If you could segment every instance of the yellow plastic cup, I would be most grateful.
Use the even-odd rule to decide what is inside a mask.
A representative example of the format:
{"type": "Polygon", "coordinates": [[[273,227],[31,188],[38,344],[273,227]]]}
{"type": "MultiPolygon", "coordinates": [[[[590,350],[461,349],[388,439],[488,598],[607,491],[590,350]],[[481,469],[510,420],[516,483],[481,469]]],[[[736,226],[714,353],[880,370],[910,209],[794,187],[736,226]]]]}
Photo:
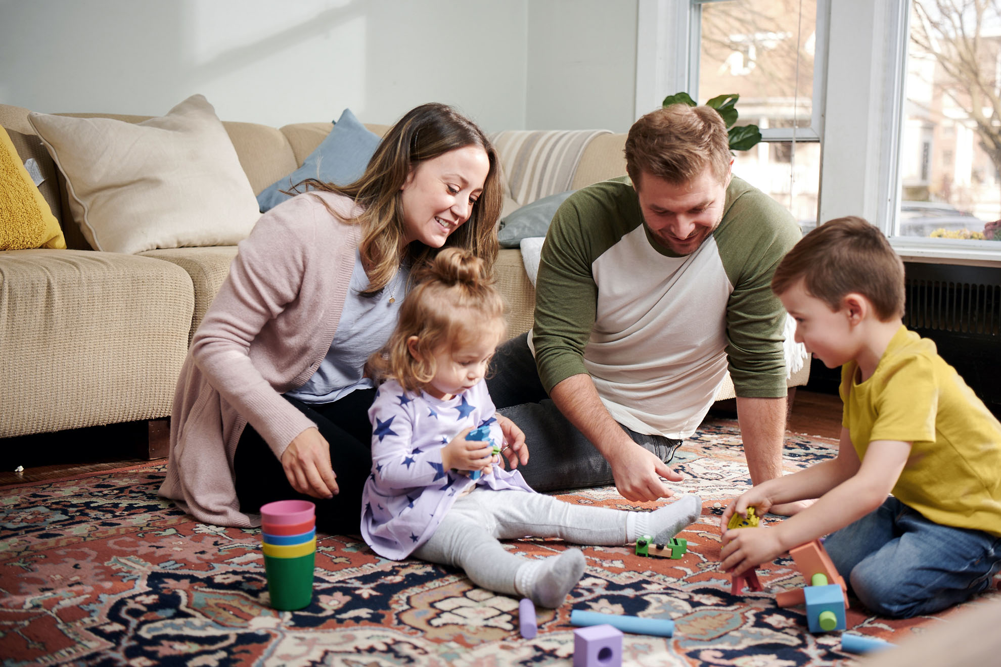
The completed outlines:
{"type": "Polygon", "coordinates": [[[316,538],[302,544],[268,544],[263,543],[264,555],[271,558],[298,558],[316,551],[316,538]]]}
========================
--- Requirements ---
Render the rows above as a CSV with two columns, instruction and response. Give one line per row, with the row's text in the first column and its answer in the second. Put each field in double quotes, replace line breaks with spaces, and leave out the pictures.

--- Result of the task ---
instruction,response
"If you could segment every instance of the yellow plastic cup, I would be most grateful. Use the even-odd rule to decide what is inside a mask. A representative example of the format: {""type"": ""Polygon"", ""coordinates"": [[[273,227],[31,188],[38,344],[273,227]]]} {""type"": ""MultiPolygon"", ""coordinates"": [[[[590,350],[461,349],[388,439],[488,598],[607,491],[590,350]],[[481,469],[510,420],[516,483],[481,469]]],[[[736,226],[714,353],[880,370],[910,209],[794,187],[736,226]]]]} Photo: The completed outlines:","{""type"": ""Polygon"", ""coordinates"": [[[316,538],[302,544],[268,544],[263,543],[264,555],[271,558],[298,558],[316,551],[316,538]]]}"